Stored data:

↓

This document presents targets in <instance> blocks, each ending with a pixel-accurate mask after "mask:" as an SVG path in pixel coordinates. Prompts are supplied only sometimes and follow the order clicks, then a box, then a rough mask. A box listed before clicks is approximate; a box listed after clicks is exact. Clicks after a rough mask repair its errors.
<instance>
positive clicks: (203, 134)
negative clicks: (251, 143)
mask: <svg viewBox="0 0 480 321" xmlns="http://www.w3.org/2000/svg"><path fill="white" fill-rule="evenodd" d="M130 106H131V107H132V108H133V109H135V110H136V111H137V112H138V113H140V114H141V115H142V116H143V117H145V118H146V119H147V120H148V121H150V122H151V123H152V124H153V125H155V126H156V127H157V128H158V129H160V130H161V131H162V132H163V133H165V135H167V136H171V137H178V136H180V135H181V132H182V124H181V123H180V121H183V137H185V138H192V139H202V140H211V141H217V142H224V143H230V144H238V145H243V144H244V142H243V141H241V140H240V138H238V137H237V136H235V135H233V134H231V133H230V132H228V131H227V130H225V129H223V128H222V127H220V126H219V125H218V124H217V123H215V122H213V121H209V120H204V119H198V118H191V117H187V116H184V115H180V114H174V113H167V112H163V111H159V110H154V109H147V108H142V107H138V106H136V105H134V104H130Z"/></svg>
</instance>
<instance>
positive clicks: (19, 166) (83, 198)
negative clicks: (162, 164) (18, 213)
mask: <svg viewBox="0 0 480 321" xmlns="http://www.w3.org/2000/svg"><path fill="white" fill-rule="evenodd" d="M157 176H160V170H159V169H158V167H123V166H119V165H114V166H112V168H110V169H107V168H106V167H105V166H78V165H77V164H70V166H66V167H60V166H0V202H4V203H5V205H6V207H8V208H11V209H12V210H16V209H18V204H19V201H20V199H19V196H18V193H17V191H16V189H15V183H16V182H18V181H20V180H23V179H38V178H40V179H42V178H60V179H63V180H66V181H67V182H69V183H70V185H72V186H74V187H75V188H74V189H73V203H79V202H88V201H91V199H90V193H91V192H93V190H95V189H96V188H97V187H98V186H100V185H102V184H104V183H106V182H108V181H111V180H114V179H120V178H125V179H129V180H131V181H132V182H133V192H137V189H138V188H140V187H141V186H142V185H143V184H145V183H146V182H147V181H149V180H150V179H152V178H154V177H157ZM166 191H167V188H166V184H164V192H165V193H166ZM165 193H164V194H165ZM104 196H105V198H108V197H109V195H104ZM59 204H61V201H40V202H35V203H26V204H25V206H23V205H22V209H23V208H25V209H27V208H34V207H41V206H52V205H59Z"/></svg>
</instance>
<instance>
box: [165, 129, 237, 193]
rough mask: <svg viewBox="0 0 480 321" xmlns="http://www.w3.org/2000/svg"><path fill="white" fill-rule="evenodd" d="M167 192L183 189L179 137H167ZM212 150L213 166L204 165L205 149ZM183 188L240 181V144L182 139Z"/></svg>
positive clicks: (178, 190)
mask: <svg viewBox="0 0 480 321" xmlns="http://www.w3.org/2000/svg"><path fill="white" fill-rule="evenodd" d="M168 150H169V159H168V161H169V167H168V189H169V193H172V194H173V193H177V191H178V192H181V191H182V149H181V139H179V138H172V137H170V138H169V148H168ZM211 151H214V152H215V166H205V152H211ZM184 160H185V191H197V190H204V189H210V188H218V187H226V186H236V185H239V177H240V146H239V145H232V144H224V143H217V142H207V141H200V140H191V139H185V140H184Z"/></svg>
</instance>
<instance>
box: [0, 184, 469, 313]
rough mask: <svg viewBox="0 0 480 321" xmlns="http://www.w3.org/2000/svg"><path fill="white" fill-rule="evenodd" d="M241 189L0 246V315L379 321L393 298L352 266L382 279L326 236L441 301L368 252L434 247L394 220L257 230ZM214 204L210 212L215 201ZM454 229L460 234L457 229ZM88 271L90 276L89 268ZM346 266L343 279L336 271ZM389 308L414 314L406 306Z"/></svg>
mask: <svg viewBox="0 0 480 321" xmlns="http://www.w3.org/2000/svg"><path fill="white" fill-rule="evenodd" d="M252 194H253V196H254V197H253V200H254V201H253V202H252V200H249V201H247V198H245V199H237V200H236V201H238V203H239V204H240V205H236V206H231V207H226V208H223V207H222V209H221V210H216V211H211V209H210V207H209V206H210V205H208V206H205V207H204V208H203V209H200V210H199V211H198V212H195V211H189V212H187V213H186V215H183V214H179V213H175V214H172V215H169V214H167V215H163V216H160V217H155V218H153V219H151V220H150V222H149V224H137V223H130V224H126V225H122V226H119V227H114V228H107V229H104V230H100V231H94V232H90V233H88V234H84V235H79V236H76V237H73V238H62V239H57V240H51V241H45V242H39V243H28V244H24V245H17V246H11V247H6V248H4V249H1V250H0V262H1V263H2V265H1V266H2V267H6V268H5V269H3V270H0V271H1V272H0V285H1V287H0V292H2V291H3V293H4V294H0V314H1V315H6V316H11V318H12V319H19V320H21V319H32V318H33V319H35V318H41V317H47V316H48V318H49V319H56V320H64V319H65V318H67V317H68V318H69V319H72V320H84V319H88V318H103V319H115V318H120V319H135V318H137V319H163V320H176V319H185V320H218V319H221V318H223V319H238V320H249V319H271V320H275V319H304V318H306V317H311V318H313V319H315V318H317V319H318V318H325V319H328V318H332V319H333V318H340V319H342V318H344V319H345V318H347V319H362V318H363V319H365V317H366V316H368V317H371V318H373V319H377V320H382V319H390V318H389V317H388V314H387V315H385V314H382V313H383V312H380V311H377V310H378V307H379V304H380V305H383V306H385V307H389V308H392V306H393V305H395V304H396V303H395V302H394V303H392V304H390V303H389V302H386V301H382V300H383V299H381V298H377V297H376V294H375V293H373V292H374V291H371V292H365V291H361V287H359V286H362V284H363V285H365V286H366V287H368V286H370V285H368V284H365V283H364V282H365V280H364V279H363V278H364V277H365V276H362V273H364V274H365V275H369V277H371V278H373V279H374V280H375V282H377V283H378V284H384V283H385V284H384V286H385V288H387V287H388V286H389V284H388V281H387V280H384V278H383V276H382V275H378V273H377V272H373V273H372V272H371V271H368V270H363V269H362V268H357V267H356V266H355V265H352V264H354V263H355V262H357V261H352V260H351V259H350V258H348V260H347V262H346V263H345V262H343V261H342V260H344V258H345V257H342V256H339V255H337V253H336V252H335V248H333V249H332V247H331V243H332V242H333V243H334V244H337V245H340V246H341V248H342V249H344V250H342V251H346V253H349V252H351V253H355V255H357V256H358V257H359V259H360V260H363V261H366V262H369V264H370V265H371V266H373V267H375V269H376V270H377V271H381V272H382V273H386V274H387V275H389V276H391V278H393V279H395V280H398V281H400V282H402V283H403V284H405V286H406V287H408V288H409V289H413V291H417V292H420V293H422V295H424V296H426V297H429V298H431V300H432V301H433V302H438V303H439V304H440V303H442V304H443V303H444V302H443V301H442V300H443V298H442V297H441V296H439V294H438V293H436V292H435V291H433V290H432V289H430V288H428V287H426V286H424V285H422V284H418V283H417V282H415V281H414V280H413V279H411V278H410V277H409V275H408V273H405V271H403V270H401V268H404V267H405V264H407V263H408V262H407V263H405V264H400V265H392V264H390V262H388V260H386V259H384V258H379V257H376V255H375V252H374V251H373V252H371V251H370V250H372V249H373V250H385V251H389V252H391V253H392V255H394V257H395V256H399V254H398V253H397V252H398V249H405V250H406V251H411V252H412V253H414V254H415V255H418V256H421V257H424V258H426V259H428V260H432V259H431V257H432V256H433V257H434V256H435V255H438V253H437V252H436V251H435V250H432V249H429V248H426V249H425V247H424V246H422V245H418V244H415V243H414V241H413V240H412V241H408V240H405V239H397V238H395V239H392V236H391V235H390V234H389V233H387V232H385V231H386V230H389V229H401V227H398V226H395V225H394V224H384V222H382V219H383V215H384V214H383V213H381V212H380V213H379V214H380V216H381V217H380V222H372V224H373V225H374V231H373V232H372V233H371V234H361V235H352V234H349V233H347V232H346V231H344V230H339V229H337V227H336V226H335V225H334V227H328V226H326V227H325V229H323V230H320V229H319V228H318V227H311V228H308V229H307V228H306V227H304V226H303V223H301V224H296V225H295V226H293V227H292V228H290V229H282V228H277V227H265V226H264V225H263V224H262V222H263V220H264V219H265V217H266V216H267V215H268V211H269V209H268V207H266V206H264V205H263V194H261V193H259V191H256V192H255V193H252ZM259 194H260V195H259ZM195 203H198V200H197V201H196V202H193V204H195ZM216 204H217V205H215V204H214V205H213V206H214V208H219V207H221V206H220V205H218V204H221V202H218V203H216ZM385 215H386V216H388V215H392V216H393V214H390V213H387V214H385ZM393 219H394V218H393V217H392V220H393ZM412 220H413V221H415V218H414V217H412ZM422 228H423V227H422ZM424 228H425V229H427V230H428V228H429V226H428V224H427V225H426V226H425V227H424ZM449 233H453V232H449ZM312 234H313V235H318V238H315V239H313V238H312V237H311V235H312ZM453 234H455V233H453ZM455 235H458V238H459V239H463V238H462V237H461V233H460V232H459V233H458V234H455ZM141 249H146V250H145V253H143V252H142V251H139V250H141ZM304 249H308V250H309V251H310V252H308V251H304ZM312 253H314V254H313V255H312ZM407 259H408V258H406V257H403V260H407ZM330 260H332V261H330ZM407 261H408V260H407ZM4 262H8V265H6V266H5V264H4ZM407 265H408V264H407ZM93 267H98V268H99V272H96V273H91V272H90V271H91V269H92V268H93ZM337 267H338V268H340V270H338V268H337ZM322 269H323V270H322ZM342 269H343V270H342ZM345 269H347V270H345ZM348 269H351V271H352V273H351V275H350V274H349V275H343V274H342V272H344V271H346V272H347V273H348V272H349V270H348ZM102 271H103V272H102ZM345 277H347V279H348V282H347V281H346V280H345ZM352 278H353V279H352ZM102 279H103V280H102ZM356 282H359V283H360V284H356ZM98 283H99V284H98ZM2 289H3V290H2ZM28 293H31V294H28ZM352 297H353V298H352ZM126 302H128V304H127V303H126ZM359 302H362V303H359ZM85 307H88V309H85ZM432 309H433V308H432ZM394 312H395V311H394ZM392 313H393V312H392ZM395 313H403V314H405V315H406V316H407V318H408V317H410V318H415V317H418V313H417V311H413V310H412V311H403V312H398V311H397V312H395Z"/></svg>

↑

**Work instruction**
From the records above, retype only the lines starting at the line that contains "box: [165, 129, 237, 193]" and ending at the line that contains "box: [0, 184, 469, 313]", both included.

**Task result**
box: [165, 129, 237, 193]
rough mask: <svg viewBox="0 0 480 321" xmlns="http://www.w3.org/2000/svg"><path fill="white" fill-rule="evenodd" d="M167 192L183 189L179 137H167ZM212 150L213 166L204 165L205 149ZM183 188L240 181V144L182 139Z"/></svg>
positive clicks: (178, 190)
mask: <svg viewBox="0 0 480 321" xmlns="http://www.w3.org/2000/svg"><path fill="white" fill-rule="evenodd" d="M168 150H169V159H168V161H169V167H168V189H169V193H172V194H173V193H177V191H178V192H181V191H182V149H181V139H179V138H172V137H170V138H169V148H168ZM211 151H214V152H215V166H205V152H211ZM184 160H185V191H197V190H204V189H210V188H218V187H226V186H236V185H239V177H240V146H239V145H232V144H224V143H217V142H207V141H200V140H191V139H185V140H184Z"/></svg>
</instance>
<instance>
box: [0, 184, 469, 313]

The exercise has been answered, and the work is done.